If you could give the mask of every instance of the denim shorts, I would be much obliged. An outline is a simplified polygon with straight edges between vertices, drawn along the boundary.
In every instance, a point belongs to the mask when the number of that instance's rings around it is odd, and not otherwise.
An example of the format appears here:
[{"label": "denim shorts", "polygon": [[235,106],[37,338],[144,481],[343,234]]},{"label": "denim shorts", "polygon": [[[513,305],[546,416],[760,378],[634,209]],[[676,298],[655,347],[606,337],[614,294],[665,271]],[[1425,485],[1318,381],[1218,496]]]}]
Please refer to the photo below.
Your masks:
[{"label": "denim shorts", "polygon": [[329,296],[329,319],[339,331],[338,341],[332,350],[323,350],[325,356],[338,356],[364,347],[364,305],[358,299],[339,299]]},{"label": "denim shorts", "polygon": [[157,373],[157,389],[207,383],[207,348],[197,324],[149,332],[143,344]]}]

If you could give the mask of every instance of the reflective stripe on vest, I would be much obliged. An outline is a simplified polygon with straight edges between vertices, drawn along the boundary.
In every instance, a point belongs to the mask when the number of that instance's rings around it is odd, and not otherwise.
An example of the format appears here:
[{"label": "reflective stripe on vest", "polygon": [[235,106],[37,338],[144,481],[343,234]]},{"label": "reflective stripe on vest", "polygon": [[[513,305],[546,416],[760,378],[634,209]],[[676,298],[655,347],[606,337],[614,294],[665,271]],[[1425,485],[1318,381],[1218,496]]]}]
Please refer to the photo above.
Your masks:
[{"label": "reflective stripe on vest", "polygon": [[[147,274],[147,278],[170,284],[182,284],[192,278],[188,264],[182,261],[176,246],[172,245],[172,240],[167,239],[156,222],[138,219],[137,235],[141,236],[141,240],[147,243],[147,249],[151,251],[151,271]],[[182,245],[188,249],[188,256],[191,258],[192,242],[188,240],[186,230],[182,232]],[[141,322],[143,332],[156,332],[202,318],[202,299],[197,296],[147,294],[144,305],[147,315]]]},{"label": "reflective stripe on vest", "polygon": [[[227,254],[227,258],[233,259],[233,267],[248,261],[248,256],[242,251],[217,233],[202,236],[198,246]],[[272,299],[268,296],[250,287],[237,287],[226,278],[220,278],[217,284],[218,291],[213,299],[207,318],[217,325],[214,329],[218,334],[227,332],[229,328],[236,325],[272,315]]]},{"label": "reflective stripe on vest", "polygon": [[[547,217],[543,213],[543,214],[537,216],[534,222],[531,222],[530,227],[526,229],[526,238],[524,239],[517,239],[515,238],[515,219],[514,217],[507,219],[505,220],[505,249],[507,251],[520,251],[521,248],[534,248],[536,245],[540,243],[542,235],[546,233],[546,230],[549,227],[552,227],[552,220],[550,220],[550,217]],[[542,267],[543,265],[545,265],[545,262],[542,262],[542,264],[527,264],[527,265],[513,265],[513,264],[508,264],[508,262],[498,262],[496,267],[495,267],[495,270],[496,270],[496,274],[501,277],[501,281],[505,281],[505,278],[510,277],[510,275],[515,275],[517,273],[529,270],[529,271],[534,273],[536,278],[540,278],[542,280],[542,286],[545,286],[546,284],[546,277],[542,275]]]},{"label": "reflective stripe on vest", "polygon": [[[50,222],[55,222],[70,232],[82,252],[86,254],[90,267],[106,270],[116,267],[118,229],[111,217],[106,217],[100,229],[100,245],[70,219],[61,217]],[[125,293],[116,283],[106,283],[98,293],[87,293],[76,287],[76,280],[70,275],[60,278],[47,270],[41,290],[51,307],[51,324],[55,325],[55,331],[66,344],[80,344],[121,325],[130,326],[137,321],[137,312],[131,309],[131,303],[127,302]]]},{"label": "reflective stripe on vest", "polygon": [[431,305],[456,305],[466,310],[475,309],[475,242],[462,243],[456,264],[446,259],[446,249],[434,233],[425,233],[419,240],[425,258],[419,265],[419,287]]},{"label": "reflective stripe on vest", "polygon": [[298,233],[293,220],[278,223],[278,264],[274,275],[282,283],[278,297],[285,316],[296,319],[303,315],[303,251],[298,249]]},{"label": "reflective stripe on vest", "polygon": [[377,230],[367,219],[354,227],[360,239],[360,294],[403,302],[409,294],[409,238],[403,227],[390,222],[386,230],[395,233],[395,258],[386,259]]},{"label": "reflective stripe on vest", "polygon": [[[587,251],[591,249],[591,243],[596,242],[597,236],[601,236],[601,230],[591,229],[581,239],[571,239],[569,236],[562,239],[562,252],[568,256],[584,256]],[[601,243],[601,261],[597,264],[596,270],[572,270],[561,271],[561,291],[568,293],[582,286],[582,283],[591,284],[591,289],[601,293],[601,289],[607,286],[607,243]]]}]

▬▬▬▬▬▬

■ What the task asks ■
Each line above must be printed exactly as it appears.

■ Solution to this exercise ■
If you could give the mask of every instance of the denim shorts, I would be much obliged. An outline is a simplified polygon with straight edges between vertices, drawn along the boundary.
In every instance, a point belongs to the mask when the number of that instance's rings around it is odd, and not otherwise.
An example of the format appears here:
[{"label": "denim shorts", "polygon": [[235,106],[37,338],[144,481],[343,234]]},{"label": "denim shorts", "polygon": [[[513,305],[546,416],[760,378],[634,209]],[[676,298],[655,347],[606,337],[614,294],[665,271]],[[1425,485],[1318,381],[1218,496]]]}]
Please refer to the photo below.
Your masks:
[{"label": "denim shorts", "polygon": [[329,296],[329,319],[339,331],[338,341],[332,350],[323,350],[325,356],[338,356],[364,347],[364,305],[358,299],[339,299]]},{"label": "denim shorts", "polygon": [[157,373],[157,389],[207,383],[207,348],[197,324],[149,332],[143,344]]}]

If you could give the mask of every instance of the reflective stripe on vest, I would be much obliged. An outline is a simplified polygon with straight edges between vertices, drawn along the boundary.
In every instance, a point belongs to the mask when the number of that instance's rings around it is odd, and not otherwise.
An example of the format appears here:
[{"label": "reflective stripe on vest", "polygon": [[235,106],[37,338],[144,481],[343,234]]},{"label": "reflective stripe on vest", "polygon": [[[513,305],[546,416],[760,378],[634,209]],[[676,298],[655,347],[606,337],[614,294],[665,271]],[[1425,485],[1318,381],[1218,496]]]}]
Please refer to the photo above.
Your masks:
[{"label": "reflective stripe on vest", "polygon": [[[147,274],[147,278],[170,284],[182,284],[192,278],[188,264],[182,261],[176,246],[172,245],[172,240],[167,239],[156,222],[138,219],[137,235],[141,236],[141,240],[147,243],[147,249],[151,251],[151,271]],[[182,245],[188,249],[188,256],[191,258],[192,242],[188,240],[186,230],[182,232]],[[141,322],[143,332],[156,332],[202,318],[202,299],[197,296],[147,294],[144,305],[147,315]]]},{"label": "reflective stripe on vest", "polygon": [[[227,254],[227,258],[233,259],[233,267],[248,261],[248,256],[242,251],[217,233],[202,236],[198,246]],[[272,299],[268,296],[250,287],[237,287],[226,278],[220,278],[217,284],[218,291],[213,299],[207,318],[217,325],[214,329],[218,334],[227,332],[229,328],[236,325],[272,315]]]},{"label": "reflective stripe on vest", "polygon": [[[547,217],[543,213],[543,214],[537,216],[534,222],[531,222],[530,227],[526,229],[526,238],[524,239],[517,239],[515,238],[515,219],[514,217],[507,219],[505,220],[505,249],[507,251],[520,251],[521,248],[534,248],[536,245],[540,243],[542,235],[546,233],[546,230],[549,227],[552,227],[552,220],[550,220],[550,217]],[[542,267],[543,265],[545,265],[545,262],[542,262],[542,264],[527,264],[527,265],[513,265],[513,264],[508,264],[508,262],[498,262],[496,267],[495,267],[495,270],[496,270],[496,274],[501,277],[501,281],[505,281],[505,278],[510,277],[510,275],[515,275],[517,273],[529,270],[529,271],[534,273],[536,278],[540,278],[542,280],[542,286],[545,286],[546,284],[546,277],[542,275]]]},{"label": "reflective stripe on vest", "polygon": [[[50,222],[55,222],[70,232],[82,252],[86,254],[90,267],[106,270],[116,267],[118,229],[111,217],[106,217],[100,229],[100,245],[70,219],[61,217]],[[125,293],[116,283],[106,283],[98,293],[87,293],[76,287],[76,280],[70,275],[60,278],[47,270],[41,290],[51,307],[51,324],[55,325],[55,331],[66,344],[80,344],[121,325],[130,326],[137,321],[137,312],[131,309],[131,303],[127,302]]]},{"label": "reflective stripe on vest", "polygon": [[431,305],[456,305],[466,310],[475,309],[475,242],[462,243],[456,264],[446,259],[446,249],[434,233],[425,233],[419,240],[425,258],[419,265],[419,287]]},{"label": "reflective stripe on vest", "polygon": [[298,233],[293,220],[278,223],[278,264],[274,275],[282,283],[278,297],[285,316],[296,319],[303,315],[303,251],[298,249]]},{"label": "reflective stripe on vest", "polygon": [[377,230],[367,219],[354,227],[360,239],[360,294],[403,302],[409,294],[409,238],[403,227],[390,222],[386,230],[395,233],[395,258],[386,259]]},{"label": "reflective stripe on vest", "polygon": [[[587,251],[591,249],[591,243],[596,242],[597,236],[601,236],[601,230],[591,229],[581,239],[571,239],[569,236],[562,239],[562,252],[568,256],[584,256]],[[601,243],[601,261],[597,264],[596,270],[572,270],[561,271],[561,291],[568,293],[582,286],[582,283],[591,284],[591,289],[601,293],[601,289],[607,286],[607,243]]]}]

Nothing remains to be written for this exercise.